En el Evangelio según Lucas, el fuego es sobre todo signo, símbolo del Espíritu Santo, ya anunciado por Juan el Bautista como fuerza, presencia divina en la que el Venidero sumergirá a los que se conviertan, es decir, «bautismo en Espíritu Santo y fuego» (cf. Lc 3,16); es ese fuego que en los Hechos de los Apóstoles desciende como fuego vivo y ardiente, presencia inflamada del Resucitado sobre la Iglesia naciente, reunida en su espera (cf. Hch 2,1-11).
Jesús es un hombre de gran y profundo deseo, un hombre de pasión, y aquí, de repente, confiesa esta pasión que lo habita. Ese fuego del Espíritu que él trajo del Padre a la tierra, fuego de amor, debería incendiar el mundo, arder en el corazón de cada ser humano: ¡esto era lo que Él deseaba ardientemente! Lo deseaba en sus días terrenales y lo sigue deseando hoy, porque ese fuego que Él trajo a menudo está cubierto por las cenizas que la propia Iglesia pone sobre él, impidiéndole arder.
Así es, lo sabemos: basta con leer toda la historia de la fe cristiana para darse cuenta de que el fuego del Evangelio arde aquí y allá, de vez en cuando, en personas y comunidades que lo hacen reaparecer removiendo las brasas, pero luego, pronto, demasiado pronto, vuelve a quedar cubierto por las cenizas. Ilumina y calienta siempre por un tiempo, se mantiene vivo y se conserva, pero rara vez arde...
Jesús, en cambio, deseaba que ardiera en los corazones de los creyentes como ardía en el corazón de los dos discípulos en el camino de Emaús (cf. Lc 24,32), cuando se encendieron las Escrituras explicadas por el Resucitado; como ardía en la Iglesia nacida en Pentecostés.
A continuación, sigue otro pensamiento de Jesús estrechamente relacionado con el primero: «Yo debo ser sumergido, y cuán angustiado estoy hasta que se cumpla». He aquí otro deseo de Jesús, no un deseo de sufrimiento, de dolor, sino de cumplir la voluntad del Padre y dar su vida para que los demás vivan en plenitud. Es un anuncio de su pasión y muerte, cuando será sumergido en la prueba, en el sufrimiento y en la muerte en la cruz. Este acontecimiento le espera, y Él debe entrar en las aguas del sufrimiento y sumergirse en ellas como en un bautismo. No porque los sufrimientos tengan valor en sí mismos, sino porque, si él sigue siendo fiel, obediente al amor, a la voluntad del Padre que solo conoce el amor, entonces tendrá que pagar el precio: el rechazo, el abandono por parte de los poderosos religiosos y políticos, por parte del mismo pueblo, porque Jesús es un «justo» , como proclama el centurión bajo la cruz después de su muerte (cf. Lc 23,47), y si el justo sigue siendo tal, no solo es una vergüenza, sino que debe ser eliminado (cf. Sab 2,10-20).

Registros:
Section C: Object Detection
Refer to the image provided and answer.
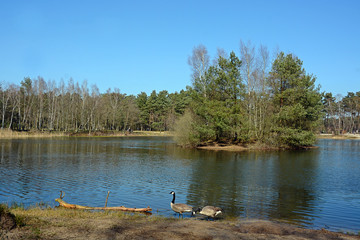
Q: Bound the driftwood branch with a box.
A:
[55,198,152,212]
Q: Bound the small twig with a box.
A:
[105,191,110,207]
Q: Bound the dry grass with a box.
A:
[0,129,67,139]
[0,207,360,240]
[316,133,360,139]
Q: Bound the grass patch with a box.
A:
[0,129,68,139]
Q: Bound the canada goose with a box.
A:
[199,206,222,220]
[169,191,194,217]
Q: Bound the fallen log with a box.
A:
[55,198,152,212]
[55,191,152,214]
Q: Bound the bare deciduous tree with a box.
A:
[188,44,210,97]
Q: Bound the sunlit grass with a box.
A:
[0,129,67,139]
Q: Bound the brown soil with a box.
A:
[0,217,360,240]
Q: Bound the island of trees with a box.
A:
[0,42,360,148]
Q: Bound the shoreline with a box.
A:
[0,129,173,139]
[0,208,360,240]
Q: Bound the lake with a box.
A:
[0,137,360,233]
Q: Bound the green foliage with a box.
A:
[175,111,200,147]
[269,52,322,148]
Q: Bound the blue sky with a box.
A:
[0,0,360,95]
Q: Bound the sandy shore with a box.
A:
[0,210,360,240]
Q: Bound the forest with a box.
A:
[0,41,360,148]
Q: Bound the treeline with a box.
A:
[321,91,360,134]
[0,77,189,132]
[0,41,360,148]
[175,42,323,148]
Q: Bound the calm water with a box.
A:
[0,137,360,233]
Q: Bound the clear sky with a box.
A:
[0,0,360,95]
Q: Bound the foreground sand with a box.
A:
[0,210,360,240]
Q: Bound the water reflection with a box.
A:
[0,138,360,231]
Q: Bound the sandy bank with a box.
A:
[0,210,360,240]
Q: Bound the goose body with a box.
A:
[170,191,193,217]
[199,206,222,218]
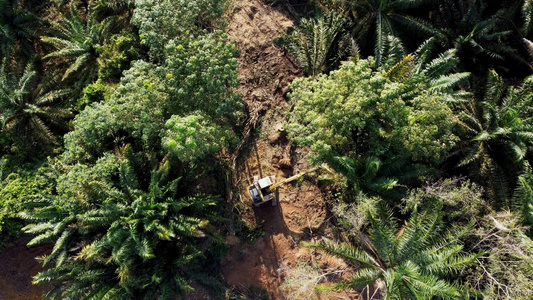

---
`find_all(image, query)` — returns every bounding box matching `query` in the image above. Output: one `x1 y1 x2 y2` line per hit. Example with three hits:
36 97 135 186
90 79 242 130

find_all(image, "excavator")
248 167 318 206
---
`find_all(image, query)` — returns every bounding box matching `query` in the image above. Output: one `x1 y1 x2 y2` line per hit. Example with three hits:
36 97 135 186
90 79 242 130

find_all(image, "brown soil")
218 0 357 299
0 235 52 300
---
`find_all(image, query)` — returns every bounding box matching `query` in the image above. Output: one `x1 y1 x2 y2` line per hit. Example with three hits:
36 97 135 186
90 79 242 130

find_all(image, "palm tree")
302 205 482 299
286 13 355 77
0 0 38 63
432 0 525 74
326 0 437 66
24 155 220 299
459 71 533 207
41 5 112 80
0 61 72 154
325 156 433 200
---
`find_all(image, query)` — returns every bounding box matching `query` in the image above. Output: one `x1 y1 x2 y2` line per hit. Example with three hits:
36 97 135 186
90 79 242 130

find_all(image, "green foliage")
459 71 533 207
41 5 112 81
434 0 521 76
162 114 229 162
0 0 39 63
0 62 72 157
286 53 467 196
164 31 242 120
321 0 438 66
97 33 140 81
64 61 169 161
303 203 482 299
74 81 114 111
284 13 355 77
23 156 221 299
131 0 226 61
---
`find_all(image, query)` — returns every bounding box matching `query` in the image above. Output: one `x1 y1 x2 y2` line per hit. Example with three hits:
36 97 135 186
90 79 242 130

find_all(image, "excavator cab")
248 167 318 206
248 176 277 206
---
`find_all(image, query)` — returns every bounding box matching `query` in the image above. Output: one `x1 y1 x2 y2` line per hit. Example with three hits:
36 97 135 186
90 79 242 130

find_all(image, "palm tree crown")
41 5 112 80
24 158 220 299
0 62 72 156
460 71 533 206
303 205 481 299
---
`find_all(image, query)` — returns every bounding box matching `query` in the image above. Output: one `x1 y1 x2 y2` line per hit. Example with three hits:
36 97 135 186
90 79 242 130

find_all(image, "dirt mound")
222 0 354 299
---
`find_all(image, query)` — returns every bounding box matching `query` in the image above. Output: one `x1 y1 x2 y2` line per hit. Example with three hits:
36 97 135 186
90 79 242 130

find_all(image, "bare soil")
218 0 357 299
0 0 359 300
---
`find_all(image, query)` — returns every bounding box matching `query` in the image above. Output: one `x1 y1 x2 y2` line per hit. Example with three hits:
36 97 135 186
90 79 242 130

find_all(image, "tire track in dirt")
222 0 358 299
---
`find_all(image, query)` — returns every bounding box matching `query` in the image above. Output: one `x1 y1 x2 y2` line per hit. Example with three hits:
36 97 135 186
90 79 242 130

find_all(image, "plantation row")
0 0 533 299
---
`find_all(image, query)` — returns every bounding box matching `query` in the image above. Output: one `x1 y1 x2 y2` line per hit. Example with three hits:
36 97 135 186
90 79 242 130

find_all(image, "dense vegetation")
0 0 533 299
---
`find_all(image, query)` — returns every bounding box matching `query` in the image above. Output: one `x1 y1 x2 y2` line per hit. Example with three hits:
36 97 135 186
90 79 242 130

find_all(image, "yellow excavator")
248 167 318 206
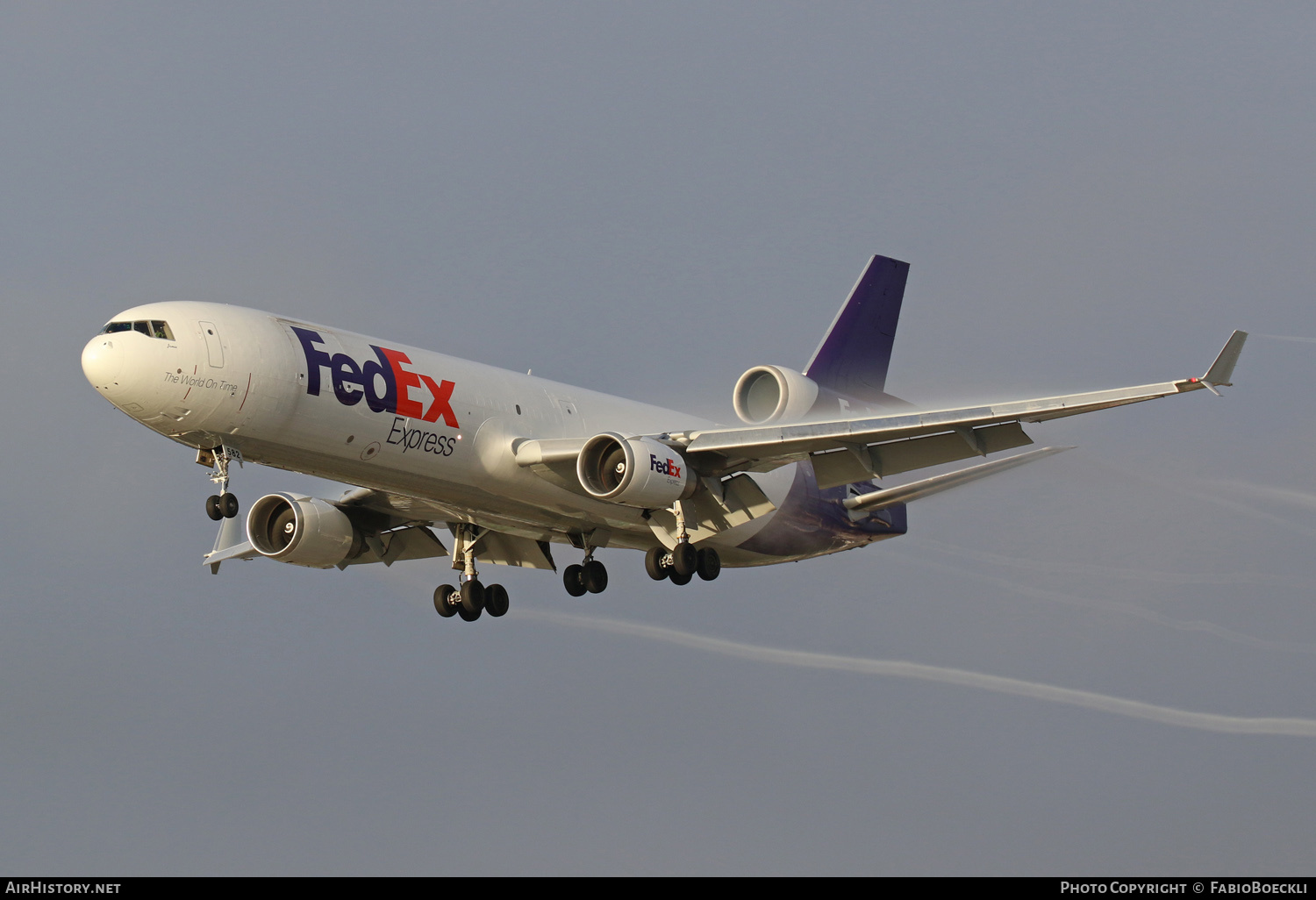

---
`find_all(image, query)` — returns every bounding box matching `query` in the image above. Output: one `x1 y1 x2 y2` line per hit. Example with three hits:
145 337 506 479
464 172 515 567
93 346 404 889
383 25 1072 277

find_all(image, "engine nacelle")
732 366 819 425
576 432 699 510
247 494 362 568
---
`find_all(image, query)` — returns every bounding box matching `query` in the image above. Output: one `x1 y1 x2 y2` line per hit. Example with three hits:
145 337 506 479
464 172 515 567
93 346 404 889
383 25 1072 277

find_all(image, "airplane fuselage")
83 302 905 566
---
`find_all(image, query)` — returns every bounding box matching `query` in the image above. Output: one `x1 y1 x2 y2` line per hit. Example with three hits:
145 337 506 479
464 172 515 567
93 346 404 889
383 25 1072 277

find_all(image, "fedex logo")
292 325 461 428
649 453 681 478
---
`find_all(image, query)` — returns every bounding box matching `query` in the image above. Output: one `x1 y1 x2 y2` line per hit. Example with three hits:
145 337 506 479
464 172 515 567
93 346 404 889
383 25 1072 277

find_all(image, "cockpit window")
100 320 174 341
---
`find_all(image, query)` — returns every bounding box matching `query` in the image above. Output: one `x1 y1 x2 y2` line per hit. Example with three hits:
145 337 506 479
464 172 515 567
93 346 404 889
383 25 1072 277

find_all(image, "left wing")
665 332 1248 487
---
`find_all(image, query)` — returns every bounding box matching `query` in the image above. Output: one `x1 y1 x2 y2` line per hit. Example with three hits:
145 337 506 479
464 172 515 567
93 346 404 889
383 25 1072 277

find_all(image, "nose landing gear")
197 446 242 523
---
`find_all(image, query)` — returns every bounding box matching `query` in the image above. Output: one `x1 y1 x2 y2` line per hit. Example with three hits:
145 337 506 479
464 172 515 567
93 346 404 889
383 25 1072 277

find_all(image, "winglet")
1202 332 1248 387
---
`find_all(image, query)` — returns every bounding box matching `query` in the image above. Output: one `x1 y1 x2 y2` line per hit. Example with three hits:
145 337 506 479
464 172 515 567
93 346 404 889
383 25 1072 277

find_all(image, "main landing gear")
562 555 608 597
645 541 723 584
197 446 242 521
434 525 511 623
562 532 608 597
645 500 723 584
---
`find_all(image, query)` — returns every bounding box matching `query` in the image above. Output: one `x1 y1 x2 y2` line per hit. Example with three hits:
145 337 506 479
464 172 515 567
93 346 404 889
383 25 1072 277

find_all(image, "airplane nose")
83 334 124 391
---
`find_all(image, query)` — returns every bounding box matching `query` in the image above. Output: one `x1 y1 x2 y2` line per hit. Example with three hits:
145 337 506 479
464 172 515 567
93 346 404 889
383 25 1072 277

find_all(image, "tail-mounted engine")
247 494 362 568
576 432 699 510
732 366 819 425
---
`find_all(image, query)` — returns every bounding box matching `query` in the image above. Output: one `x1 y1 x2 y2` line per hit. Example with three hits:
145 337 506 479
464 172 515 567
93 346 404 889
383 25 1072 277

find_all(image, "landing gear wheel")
562 566 589 597
697 547 723 582
484 584 512 618
434 584 458 618
458 578 484 623
581 560 608 594
671 541 699 582
645 547 668 582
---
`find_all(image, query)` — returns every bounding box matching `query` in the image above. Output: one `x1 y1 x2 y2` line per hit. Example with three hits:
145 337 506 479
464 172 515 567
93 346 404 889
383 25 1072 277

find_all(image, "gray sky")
0 3 1316 875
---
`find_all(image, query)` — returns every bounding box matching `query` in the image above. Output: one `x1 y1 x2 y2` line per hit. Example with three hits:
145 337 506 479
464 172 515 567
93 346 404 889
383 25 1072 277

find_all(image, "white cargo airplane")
82 257 1248 621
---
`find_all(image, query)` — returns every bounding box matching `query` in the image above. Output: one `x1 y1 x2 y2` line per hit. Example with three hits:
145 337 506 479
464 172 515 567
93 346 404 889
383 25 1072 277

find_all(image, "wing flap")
845 447 1074 512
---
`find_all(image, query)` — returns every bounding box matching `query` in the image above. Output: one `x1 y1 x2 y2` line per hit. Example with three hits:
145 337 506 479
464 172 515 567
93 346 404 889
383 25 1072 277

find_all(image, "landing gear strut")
434 524 511 623
645 542 723 584
197 446 242 521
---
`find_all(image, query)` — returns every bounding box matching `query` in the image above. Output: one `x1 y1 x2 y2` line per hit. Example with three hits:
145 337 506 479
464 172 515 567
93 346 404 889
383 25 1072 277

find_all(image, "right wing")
662 332 1248 487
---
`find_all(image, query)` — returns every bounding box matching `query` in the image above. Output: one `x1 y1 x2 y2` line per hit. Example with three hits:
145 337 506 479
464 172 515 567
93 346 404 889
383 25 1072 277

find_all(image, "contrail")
516 610 1316 737
892 547 1316 653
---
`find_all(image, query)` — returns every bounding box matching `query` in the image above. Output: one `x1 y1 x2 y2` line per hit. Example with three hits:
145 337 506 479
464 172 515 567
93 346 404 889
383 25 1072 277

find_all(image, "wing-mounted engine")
576 432 699 510
247 494 366 568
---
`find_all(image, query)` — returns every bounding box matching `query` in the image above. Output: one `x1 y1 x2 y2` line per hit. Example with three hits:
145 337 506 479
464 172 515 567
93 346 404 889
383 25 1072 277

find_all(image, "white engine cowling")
247 494 362 568
732 366 819 425
576 432 699 510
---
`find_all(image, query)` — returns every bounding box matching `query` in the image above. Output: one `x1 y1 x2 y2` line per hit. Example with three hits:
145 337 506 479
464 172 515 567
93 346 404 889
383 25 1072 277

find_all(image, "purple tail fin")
805 257 910 403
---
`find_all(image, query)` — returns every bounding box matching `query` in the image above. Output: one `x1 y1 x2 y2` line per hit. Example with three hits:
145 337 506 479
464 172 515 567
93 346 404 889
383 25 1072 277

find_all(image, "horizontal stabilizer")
202 516 261 575
845 447 1074 512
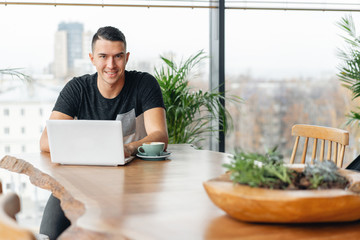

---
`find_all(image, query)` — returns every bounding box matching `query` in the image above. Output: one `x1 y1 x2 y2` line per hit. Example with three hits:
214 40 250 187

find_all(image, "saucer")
136 152 171 161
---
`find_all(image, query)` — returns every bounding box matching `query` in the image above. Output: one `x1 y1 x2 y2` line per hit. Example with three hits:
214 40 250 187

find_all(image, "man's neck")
97 78 125 99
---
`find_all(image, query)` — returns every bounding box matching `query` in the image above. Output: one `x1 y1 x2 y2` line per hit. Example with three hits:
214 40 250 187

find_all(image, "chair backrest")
0 182 36 240
290 124 349 167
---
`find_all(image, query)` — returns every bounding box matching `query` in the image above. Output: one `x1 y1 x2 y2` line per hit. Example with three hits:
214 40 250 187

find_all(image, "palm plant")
337 15 360 125
155 51 241 144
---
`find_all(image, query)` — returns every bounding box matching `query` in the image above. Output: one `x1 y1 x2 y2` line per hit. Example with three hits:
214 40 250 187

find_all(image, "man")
40 27 168 239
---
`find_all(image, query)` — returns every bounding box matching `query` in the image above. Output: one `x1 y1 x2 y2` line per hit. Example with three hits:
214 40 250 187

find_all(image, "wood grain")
0 145 360 240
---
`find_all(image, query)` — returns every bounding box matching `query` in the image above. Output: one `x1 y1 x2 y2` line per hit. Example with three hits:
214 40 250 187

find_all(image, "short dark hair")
91 26 126 51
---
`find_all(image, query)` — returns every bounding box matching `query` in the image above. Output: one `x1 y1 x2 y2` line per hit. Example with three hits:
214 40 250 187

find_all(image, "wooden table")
0 145 360 240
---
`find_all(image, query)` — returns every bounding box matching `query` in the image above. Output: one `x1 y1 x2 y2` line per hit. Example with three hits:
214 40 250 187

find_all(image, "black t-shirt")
53 71 165 142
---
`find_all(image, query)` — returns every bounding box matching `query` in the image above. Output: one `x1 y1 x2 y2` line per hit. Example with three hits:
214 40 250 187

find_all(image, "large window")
225 10 360 165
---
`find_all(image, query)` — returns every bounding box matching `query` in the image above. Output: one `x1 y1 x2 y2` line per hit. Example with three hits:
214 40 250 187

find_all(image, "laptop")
46 120 134 166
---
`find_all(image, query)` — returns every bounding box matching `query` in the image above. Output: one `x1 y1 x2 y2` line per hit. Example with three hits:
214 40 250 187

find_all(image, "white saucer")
136 152 171 161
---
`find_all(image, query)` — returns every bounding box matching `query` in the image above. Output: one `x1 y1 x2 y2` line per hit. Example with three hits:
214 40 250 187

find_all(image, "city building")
53 22 94 80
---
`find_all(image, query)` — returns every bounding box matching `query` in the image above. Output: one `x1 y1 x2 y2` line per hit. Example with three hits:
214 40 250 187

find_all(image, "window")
4 146 11 153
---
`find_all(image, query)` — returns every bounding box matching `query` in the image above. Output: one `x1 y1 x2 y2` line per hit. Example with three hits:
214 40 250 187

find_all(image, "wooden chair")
0 182 36 240
290 124 349 167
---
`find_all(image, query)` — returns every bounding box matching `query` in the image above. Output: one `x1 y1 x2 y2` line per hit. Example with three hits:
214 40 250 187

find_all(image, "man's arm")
40 111 74 152
124 107 169 157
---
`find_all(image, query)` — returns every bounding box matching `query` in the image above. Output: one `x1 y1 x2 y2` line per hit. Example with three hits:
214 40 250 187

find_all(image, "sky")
0 5 360 79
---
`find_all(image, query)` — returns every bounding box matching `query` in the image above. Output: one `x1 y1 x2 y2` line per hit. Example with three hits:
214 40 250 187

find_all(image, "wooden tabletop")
0 145 360 240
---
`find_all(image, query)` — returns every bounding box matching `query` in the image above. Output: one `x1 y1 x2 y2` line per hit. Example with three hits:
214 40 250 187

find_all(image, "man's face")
89 39 129 86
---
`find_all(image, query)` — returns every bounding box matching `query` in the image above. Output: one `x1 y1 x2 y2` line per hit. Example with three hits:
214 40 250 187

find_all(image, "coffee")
138 142 165 156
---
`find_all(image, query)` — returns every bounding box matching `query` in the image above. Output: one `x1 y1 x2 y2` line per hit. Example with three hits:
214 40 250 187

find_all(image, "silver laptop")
46 120 133 166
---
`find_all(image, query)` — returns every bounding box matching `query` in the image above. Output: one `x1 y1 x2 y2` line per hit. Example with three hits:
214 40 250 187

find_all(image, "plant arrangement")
337 15 360 125
154 51 241 147
223 148 349 189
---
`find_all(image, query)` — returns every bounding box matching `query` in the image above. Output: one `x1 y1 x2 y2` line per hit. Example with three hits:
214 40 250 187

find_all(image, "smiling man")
40 27 168 156
40 27 168 239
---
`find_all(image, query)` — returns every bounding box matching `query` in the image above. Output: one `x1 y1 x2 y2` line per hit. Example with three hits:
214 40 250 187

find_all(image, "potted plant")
337 15 360 125
204 149 360 223
154 51 241 147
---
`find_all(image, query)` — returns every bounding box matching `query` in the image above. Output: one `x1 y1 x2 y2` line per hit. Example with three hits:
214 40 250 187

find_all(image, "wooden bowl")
203 169 360 223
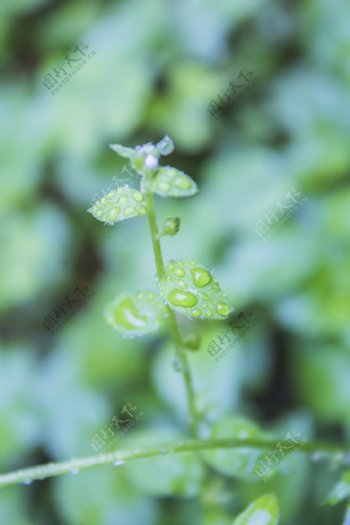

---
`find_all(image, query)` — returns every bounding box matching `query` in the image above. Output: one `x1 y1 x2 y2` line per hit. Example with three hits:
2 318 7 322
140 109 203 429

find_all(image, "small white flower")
145 155 158 170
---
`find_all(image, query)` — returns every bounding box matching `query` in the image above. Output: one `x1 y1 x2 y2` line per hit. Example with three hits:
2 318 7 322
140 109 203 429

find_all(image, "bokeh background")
0 0 350 525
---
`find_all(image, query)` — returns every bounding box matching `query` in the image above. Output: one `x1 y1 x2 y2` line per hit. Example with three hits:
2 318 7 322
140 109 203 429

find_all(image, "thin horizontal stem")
0 439 350 487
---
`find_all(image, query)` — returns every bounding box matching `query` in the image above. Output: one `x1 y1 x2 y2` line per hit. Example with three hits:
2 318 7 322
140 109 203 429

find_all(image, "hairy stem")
145 189 199 435
0 439 350 487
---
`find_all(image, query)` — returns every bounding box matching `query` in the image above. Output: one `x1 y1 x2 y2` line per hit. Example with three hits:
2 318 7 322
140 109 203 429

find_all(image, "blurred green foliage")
0 0 350 525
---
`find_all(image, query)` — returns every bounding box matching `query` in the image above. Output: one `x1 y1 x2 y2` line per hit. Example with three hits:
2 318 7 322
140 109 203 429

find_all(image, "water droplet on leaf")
168 288 198 308
113 459 125 467
191 268 212 288
216 303 230 316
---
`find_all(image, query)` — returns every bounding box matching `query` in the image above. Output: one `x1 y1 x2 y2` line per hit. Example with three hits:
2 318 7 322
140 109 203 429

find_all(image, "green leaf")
233 494 280 525
160 261 232 319
202 416 264 481
342 504 350 525
88 186 147 224
105 291 167 337
326 470 350 505
156 135 175 155
124 426 204 497
149 166 198 197
109 144 135 159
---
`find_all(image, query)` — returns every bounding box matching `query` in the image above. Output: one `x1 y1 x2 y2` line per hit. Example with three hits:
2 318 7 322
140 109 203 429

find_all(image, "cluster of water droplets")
88 186 147 225
161 261 231 319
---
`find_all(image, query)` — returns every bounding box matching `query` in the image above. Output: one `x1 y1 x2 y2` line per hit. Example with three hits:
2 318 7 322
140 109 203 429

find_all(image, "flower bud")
145 155 158 170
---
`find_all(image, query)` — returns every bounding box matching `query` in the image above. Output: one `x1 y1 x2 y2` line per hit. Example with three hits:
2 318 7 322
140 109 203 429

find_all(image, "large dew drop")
191 268 212 288
216 303 230 317
168 288 198 308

Qué elaborar: Copie sin cambios la parte del fragmento sobre el fuego del Espíritu comprendida entre «Así es, lo sabemos: basta» y «rara vez arde...», ambos incluidos. Los registros son un material independiente del fragmento.

Resultado obtenido:
Así es, lo sabemos: basta con leer toda la historia de la fe cristiana para darse cuenta de que el fuego del Evangelio arde aquí y allá, de vez en cuando, en personas y comunidades que lo hacen reaparecer removiendo las brasas, pero luego, pronto, demasiado pronto, vuelve a quedar cubierto por las cenizas. Ilumina y calienta siempre por un tiempo, se mantiene vivo y se conserva, pero rara vez arde...